The other great thing about the 6502 of course is that there are only about 160 
instructions...

The way ADC was used on the 6502 was as follows.  If &70 and &71 are a
pair of memory locs containing a 16-bit word, and you want to add 135 to
them (for some weird reason), you'd use code like:

CLC    ; clear carry flag
LDA &70    ; Load low byte of word into A
ADC #135   ; Add 135+0 (because C=0)
STA &70    ; store. If ?&70+135 was > 255, carry will now be set
LDA &71    ; Load high byte of word
ADC #0     ; If C set because of carry from lo byte, this will add 1
             to the high byte, otherwise will just leave it!
STA &71    ; store back.
RTS        ; return

Of course the #135 and #0 could be replaced with some other 16-bit value,
e.g. to add the word at &70/&71 to the one at &72/&73, you could use:

CLC; LDA&70; ADC&72; STA&70; LDA&71; ADC&73; STA&71; RTS

That should give you some idea how ADC works.  SBC is a bit more odd
because it uses some bizarre idea called 'borrow' - I don't know why, but
you have to use the carry flag in reverse.  So, subtracting 135 back from
&70/&71 would be:

SEC    ; set carry flag ready for subtraction
LDA &70
SBC #135   ; subtract 135-(1-C), i.e. 135 (don't know why it was like this
             though!)
STA &70
LDA &71
SBC #0     ; If 'borrow' condition from the subtract (i.e. C=0), then this
             will subtract a further 1 from the high byte
STA &71
RTS

Does that make any sense!?

> I've noticed that some emus do some kind of cycle counting for each 
> instruction and yours seems to pass the cycle count to FNnext when returning 
> to the execute loop - what's the point in this, since this surely slows down 
> emulation?

Yes I guess it does, although not much!  The reason for counting clock cycles is 
for emulating video refresh accurately.  Many games change certain video 
characteristics, such as palette, midway down the screen refresh; this allows 
them to split their screen into two different palettes at a certain pixel line.  
Loads of machines did this: BBC, SMS, CPC and probably many others with three 
initials....  anyway, in order to decide when to update the next video line in 
the emulator, you need to keep track of clock cycles, because you know that one 
video line is drawn every 224 cycles (or whatever).  That's the idea anyway.  If 
this isn't emulated properly, loads of games will fail to work properly, 
particularly on the SMS which absolutely relies on it!

> Stayed up late last night, and now have a crude monitor, and the 
> TAX,TXA,TAY,TYA as well as CLC,SEC,CLD,SED,CLI,SEI and CLV instructions 
> implemented ok (all the tricky ones).

:)

Remember that on TAX,TXA,TAY and TYA, you need to set flags accordingly
too.  But you probably realised that anyway :)  Again the quickest way I
would find to do this, is to store A,X and Y in ARM registers all shifted
up 24 bits.  Then for TAX you could do:

MOVS X,A
BIC P,P,#(Z_Flag)+(N_Flag)

### PROBLEMS TO SOLVE
1. Answer these questions using the forum post on the 6502:
(a) About how many instructions does the 6502 have?
(b) What reason does the post give for counting clock cycles?
(c) By how many bits are A, X and Y shifted up when stored in ARM registers?
2. Print the forum post on the 6502 from "Yes I guess" to "certain pixel line.".
The data that follow come from an unrelated source.

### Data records
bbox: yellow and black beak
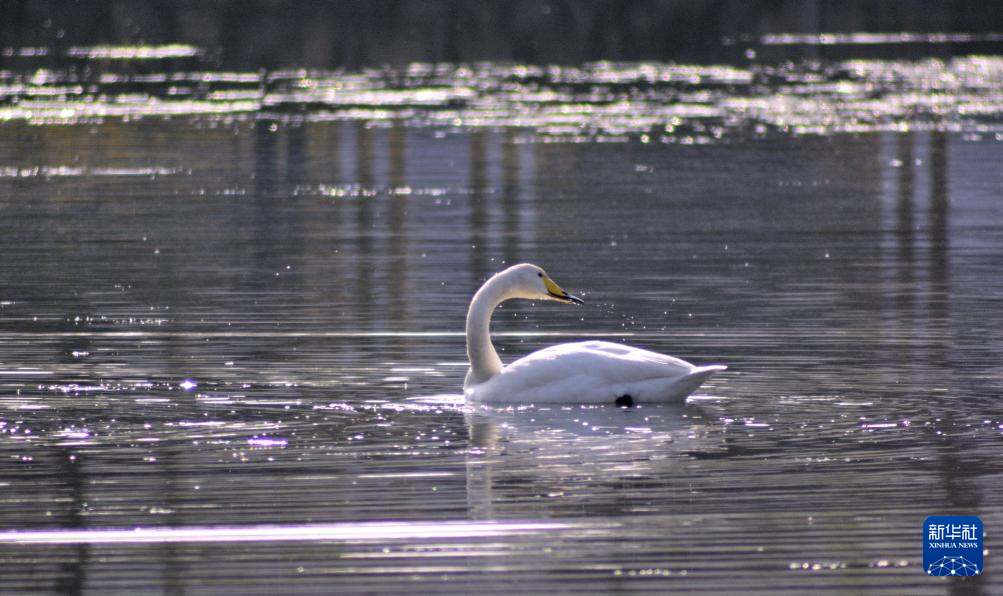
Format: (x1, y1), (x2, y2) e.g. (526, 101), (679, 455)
(544, 275), (585, 304)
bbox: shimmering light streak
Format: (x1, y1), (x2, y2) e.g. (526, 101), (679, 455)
(0, 522), (592, 545)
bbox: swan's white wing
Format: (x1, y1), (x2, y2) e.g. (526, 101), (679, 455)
(467, 341), (723, 403)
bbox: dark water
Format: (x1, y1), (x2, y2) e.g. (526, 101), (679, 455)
(0, 49), (1003, 594)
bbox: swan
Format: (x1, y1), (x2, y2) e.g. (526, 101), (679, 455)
(463, 263), (727, 406)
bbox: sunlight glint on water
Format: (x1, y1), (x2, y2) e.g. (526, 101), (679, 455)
(0, 40), (1003, 594)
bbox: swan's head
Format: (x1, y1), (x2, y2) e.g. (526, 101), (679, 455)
(498, 263), (585, 304)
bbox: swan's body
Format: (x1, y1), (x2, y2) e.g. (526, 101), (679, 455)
(463, 265), (726, 404)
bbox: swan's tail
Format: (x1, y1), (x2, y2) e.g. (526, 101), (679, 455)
(672, 364), (728, 401)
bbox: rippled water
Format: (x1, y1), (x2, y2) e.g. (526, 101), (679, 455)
(0, 45), (1003, 594)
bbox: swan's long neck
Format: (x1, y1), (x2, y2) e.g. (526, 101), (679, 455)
(463, 276), (509, 385)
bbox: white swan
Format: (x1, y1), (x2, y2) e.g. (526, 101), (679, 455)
(463, 264), (727, 405)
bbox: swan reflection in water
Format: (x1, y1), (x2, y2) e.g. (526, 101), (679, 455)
(464, 398), (724, 519)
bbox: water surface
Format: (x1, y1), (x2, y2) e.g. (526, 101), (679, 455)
(0, 48), (1003, 594)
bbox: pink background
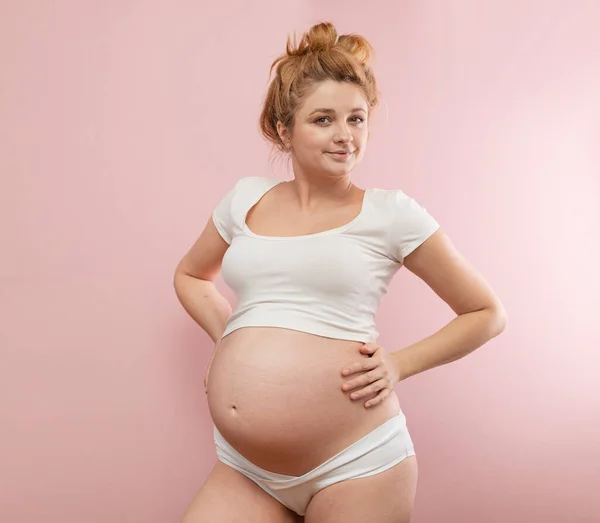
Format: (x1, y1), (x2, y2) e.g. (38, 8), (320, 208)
(0, 0), (600, 523)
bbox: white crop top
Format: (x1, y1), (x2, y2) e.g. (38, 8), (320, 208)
(212, 176), (439, 343)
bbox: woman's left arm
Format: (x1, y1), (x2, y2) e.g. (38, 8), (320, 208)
(391, 227), (507, 381)
(342, 228), (507, 408)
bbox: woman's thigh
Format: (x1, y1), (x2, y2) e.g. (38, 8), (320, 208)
(181, 461), (304, 523)
(305, 456), (418, 523)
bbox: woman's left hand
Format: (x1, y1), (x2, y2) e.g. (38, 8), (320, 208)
(342, 343), (400, 408)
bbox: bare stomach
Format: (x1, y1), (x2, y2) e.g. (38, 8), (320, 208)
(207, 327), (400, 476)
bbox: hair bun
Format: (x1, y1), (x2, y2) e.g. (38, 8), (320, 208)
(286, 22), (373, 66)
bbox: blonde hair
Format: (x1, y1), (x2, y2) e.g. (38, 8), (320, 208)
(260, 22), (379, 151)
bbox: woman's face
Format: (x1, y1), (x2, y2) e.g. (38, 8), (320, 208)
(277, 80), (369, 182)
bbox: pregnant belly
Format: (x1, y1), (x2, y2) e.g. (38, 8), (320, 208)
(207, 327), (400, 476)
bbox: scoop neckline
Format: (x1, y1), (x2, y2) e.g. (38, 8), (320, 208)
(242, 180), (371, 241)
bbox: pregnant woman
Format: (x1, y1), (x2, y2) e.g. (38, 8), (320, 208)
(174, 23), (506, 523)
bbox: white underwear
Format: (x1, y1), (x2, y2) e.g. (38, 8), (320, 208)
(214, 411), (415, 516)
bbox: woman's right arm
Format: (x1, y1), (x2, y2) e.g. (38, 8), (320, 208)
(173, 217), (232, 344)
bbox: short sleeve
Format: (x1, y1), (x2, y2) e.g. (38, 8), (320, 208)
(212, 180), (242, 244)
(388, 189), (440, 263)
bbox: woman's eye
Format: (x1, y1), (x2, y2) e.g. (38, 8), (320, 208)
(315, 116), (365, 123)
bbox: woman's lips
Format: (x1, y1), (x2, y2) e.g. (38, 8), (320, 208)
(327, 152), (354, 160)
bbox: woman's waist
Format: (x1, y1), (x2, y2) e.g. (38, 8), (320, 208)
(208, 329), (400, 454)
(211, 327), (368, 380)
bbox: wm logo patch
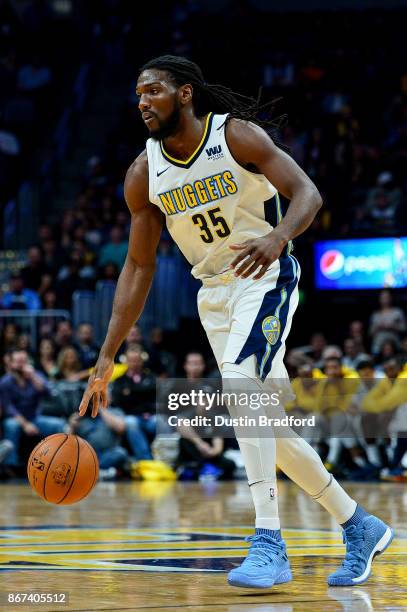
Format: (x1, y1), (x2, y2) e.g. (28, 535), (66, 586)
(205, 145), (223, 159)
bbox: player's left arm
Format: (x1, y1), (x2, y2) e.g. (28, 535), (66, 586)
(226, 119), (322, 279)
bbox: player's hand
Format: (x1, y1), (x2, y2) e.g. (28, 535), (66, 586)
(229, 230), (288, 280)
(79, 357), (114, 418)
(23, 421), (40, 436)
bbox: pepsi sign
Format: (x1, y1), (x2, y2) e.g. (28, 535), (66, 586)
(314, 237), (407, 289)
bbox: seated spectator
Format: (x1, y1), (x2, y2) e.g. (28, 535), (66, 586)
(0, 351), (65, 467)
(342, 338), (360, 370)
(362, 358), (407, 476)
(55, 320), (73, 350)
(75, 323), (99, 368)
(119, 324), (149, 362)
(36, 338), (58, 378)
(98, 262), (120, 282)
(177, 403), (236, 480)
(15, 333), (31, 353)
(366, 172), (401, 229)
(21, 246), (50, 295)
(56, 249), (93, 310)
(0, 323), (19, 354)
(55, 346), (89, 382)
(69, 408), (129, 480)
(112, 347), (156, 459)
(99, 225), (127, 270)
(369, 289), (406, 354)
(1, 273), (41, 310)
(148, 327), (176, 377)
(0, 401), (14, 468)
(184, 351), (206, 380)
(348, 321), (366, 353)
(352, 355), (383, 467)
(319, 357), (366, 470)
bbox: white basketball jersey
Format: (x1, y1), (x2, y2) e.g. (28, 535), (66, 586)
(147, 113), (277, 279)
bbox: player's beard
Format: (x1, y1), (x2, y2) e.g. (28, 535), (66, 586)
(150, 100), (181, 140)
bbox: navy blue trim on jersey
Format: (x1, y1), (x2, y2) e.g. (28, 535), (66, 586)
(264, 191), (294, 257)
(160, 113), (214, 168)
(235, 255), (298, 382)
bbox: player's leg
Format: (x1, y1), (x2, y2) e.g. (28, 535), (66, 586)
(222, 356), (292, 588)
(222, 257), (299, 588)
(264, 310), (393, 586)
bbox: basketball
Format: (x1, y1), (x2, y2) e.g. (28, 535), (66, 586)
(27, 433), (99, 505)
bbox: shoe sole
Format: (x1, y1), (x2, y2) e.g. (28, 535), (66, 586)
(328, 527), (394, 586)
(228, 569), (293, 589)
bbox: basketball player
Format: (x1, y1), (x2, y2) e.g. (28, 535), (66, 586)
(79, 55), (393, 588)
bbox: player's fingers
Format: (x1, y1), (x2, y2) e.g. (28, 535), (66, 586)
(241, 261), (261, 278)
(253, 263), (270, 280)
(230, 248), (250, 268)
(100, 389), (107, 409)
(229, 240), (249, 251)
(235, 253), (259, 276)
(79, 389), (90, 416)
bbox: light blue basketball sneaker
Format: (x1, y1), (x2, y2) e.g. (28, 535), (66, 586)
(228, 530), (293, 589)
(328, 514), (394, 586)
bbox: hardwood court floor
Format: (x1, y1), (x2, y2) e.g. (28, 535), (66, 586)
(0, 481), (407, 612)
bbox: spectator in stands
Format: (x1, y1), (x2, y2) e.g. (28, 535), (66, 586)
(36, 338), (58, 378)
(348, 321), (366, 353)
(352, 355), (383, 467)
(2, 273), (41, 310)
(15, 333), (31, 353)
(21, 246), (50, 295)
(342, 338), (360, 369)
(369, 289), (406, 354)
(319, 356), (366, 470)
(75, 323), (99, 369)
(0, 323), (19, 354)
(99, 225), (127, 270)
(307, 332), (327, 361)
(112, 346), (156, 458)
(366, 171), (401, 229)
(56, 249), (93, 310)
(0, 398), (14, 468)
(177, 402), (236, 480)
(362, 357), (407, 479)
(98, 262), (119, 282)
(148, 327), (176, 377)
(0, 351), (65, 467)
(55, 320), (73, 350)
(55, 346), (89, 382)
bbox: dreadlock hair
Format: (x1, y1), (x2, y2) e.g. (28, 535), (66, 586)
(140, 55), (289, 152)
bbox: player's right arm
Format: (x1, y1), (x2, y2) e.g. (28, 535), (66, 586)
(79, 152), (163, 417)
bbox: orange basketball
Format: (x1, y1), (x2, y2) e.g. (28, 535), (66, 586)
(27, 433), (99, 505)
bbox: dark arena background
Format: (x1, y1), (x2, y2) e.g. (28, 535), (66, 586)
(0, 0), (407, 612)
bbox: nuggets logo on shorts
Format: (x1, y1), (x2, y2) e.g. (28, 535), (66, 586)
(261, 315), (281, 345)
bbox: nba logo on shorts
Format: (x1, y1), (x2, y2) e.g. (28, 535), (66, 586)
(261, 315), (281, 345)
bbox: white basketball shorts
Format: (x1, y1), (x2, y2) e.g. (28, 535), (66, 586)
(198, 255), (300, 381)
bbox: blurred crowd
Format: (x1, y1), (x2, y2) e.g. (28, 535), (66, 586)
(0, 290), (407, 480)
(0, 0), (407, 480)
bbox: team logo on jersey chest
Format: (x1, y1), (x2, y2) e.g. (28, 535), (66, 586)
(261, 315), (281, 345)
(205, 145), (224, 160)
(158, 170), (238, 215)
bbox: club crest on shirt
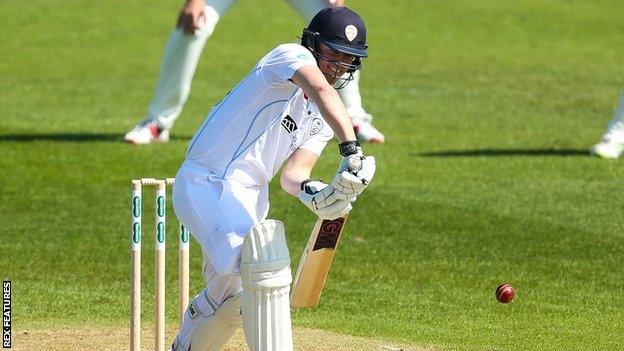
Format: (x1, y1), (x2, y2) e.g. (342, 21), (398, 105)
(310, 118), (323, 135)
(282, 115), (297, 133)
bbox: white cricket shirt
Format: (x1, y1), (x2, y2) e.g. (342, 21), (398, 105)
(186, 44), (334, 185)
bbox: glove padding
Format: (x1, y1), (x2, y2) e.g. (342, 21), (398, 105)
(299, 180), (355, 219)
(330, 154), (377, 200)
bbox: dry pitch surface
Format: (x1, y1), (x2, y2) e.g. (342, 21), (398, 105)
(13, 327), (435, 351)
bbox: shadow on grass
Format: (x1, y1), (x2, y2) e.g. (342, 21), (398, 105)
(0, 133), (191, 143)
(410, 149), (590, 157)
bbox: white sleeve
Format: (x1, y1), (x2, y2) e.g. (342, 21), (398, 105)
(261, 44), (316, 84)
(299, 118), (334, 156)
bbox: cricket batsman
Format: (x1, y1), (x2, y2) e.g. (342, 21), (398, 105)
(172, 7), (375, 351)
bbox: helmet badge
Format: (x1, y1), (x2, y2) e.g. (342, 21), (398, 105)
(345, 24), (357, 41)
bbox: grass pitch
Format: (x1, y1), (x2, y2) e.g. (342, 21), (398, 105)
(0, 0), (624, 350)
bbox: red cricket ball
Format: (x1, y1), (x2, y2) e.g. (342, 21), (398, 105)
(496, 284), (516, 303)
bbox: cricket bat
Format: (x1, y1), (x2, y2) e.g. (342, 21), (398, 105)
(290, 215), (348, 307)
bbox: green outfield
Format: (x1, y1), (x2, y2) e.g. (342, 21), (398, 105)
(0, 0), (624, 351)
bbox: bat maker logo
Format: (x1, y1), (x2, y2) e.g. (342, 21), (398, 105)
(312, 218), (344, 251)
(282, 115), (297, 133)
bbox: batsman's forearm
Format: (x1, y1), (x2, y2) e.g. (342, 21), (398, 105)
(316, 87), (355, 142)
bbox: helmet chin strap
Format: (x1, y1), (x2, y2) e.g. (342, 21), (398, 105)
(333, 72), (354, 90)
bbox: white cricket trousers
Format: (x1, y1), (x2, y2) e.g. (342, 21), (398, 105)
(173, 161), (269, 305)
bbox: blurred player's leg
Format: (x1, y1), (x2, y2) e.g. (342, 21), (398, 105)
(125, 0), (236, 144)
(590, 93), (624, 158)
(241, 220), (293, 351)
(288, 0), (385, 144)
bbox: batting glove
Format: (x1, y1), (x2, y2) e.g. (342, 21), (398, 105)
(299, 180), (355, 219)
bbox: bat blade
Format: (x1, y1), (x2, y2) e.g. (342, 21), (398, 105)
(290, 216), (347, 307)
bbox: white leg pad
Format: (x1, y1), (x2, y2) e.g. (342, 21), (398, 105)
(241, 219), (293, 351)
(172, 289), (242, 351)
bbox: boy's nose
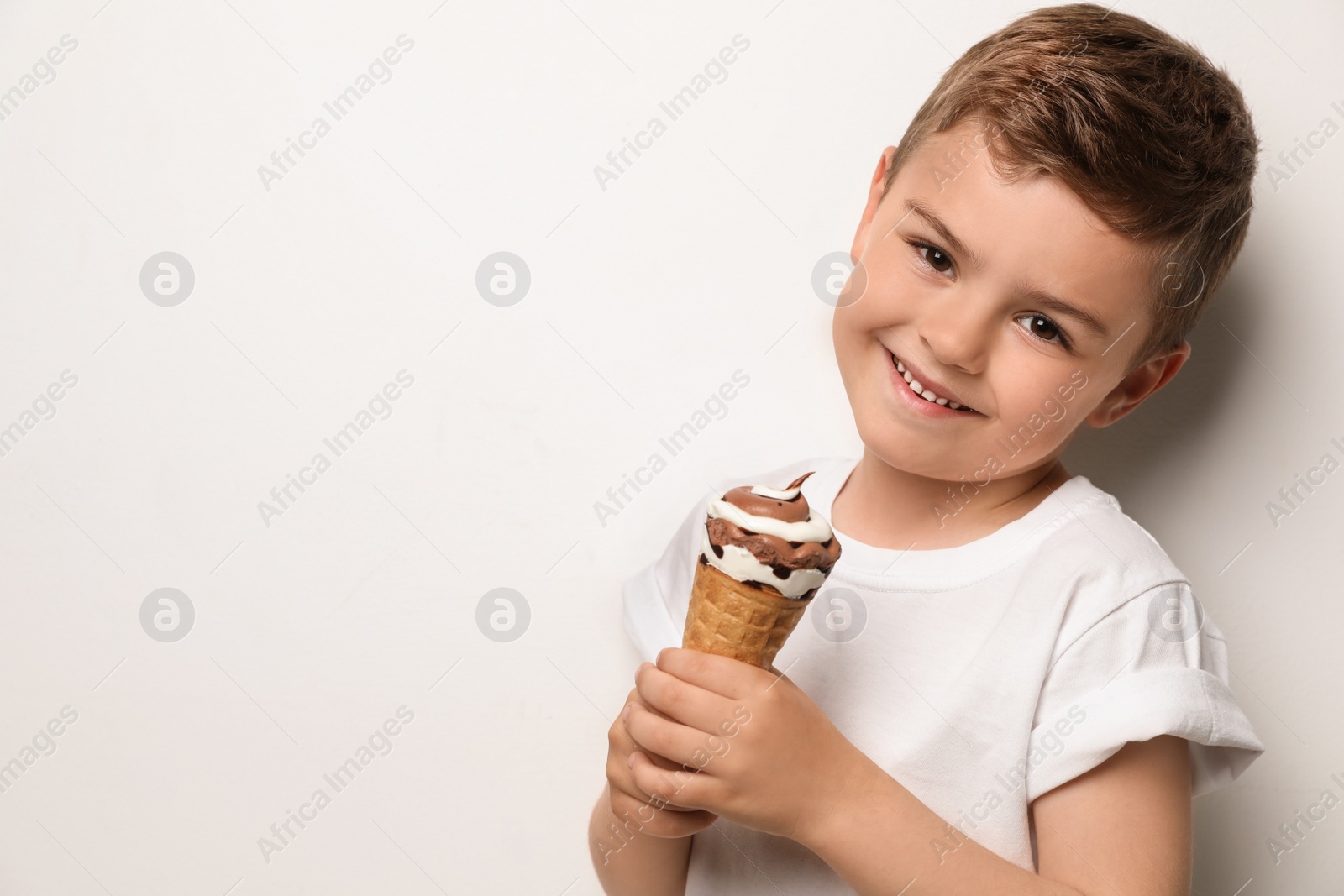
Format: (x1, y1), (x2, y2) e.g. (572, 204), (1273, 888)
(912, 297), (993, 375)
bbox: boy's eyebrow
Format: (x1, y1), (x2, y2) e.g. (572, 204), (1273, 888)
(887, 196), (1110, 338)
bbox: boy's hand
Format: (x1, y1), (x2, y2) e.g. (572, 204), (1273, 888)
(606, 689), (717, 837)
(625, 647), (880, 845)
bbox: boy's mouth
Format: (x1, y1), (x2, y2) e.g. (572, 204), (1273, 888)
(887, 351), (979, 414)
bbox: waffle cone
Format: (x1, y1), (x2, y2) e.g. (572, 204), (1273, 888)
(681, 558), (811, 672)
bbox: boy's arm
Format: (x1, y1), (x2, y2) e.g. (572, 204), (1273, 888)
(589, 783), (690, 896)
(800, 735), (1191, 896)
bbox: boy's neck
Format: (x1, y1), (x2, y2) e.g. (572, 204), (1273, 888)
(831, 448), (1071, 551)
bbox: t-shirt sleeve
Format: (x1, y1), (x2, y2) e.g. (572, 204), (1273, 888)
(621, 493), (710, 663)
(1026, 582), (1265, 802)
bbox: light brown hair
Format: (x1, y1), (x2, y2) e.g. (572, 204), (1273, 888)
(883, 3), (1259, 372)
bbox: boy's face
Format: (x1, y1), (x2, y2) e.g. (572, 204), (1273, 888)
(833, 121), (1189, 482)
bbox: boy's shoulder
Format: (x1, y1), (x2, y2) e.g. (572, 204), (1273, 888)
(1042, 474), (1185, 585)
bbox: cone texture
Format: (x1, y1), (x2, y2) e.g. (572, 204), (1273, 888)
(681, 560), (811, 672)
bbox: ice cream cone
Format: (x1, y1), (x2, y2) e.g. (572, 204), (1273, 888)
(681, 558), (811, 672)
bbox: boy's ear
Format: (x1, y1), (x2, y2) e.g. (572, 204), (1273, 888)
(1086, 340), (1191, 428)
(849, 146), (896, 264)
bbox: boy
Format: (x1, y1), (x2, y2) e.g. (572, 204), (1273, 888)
(590, 4), (1263, 896)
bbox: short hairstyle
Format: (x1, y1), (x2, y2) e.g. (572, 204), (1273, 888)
(883, 3), (1259, 372)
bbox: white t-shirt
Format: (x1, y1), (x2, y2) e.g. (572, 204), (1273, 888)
(622, 458), (1263, 896)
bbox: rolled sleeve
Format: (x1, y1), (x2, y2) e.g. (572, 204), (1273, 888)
(1026, 582), (1265, 802)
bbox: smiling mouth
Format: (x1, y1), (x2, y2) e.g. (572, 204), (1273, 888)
(887, 352), (979, 414)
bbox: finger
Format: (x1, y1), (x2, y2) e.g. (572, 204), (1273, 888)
(630, 752), (710, 810)
(627, 750), (696, 811)
(656, 647), (775, 700)
(625, 704), (728, 768)
(634, 663), (741, 733)
(610, 790), (719, 837)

### SOLVED TASKS
1.
(a) About 160.
(b) To emulate video refresh accurately.
(c) 24 bits.

2.
Yes I guess it does, although not much!  The reason for counting clock cycles is 
for emulating video refresh accurately.  Many games change certain video 
characteristics, such as palette, midway down the screen refresh; this allows 
them to split their screen into two different palettes at a certain pixel line.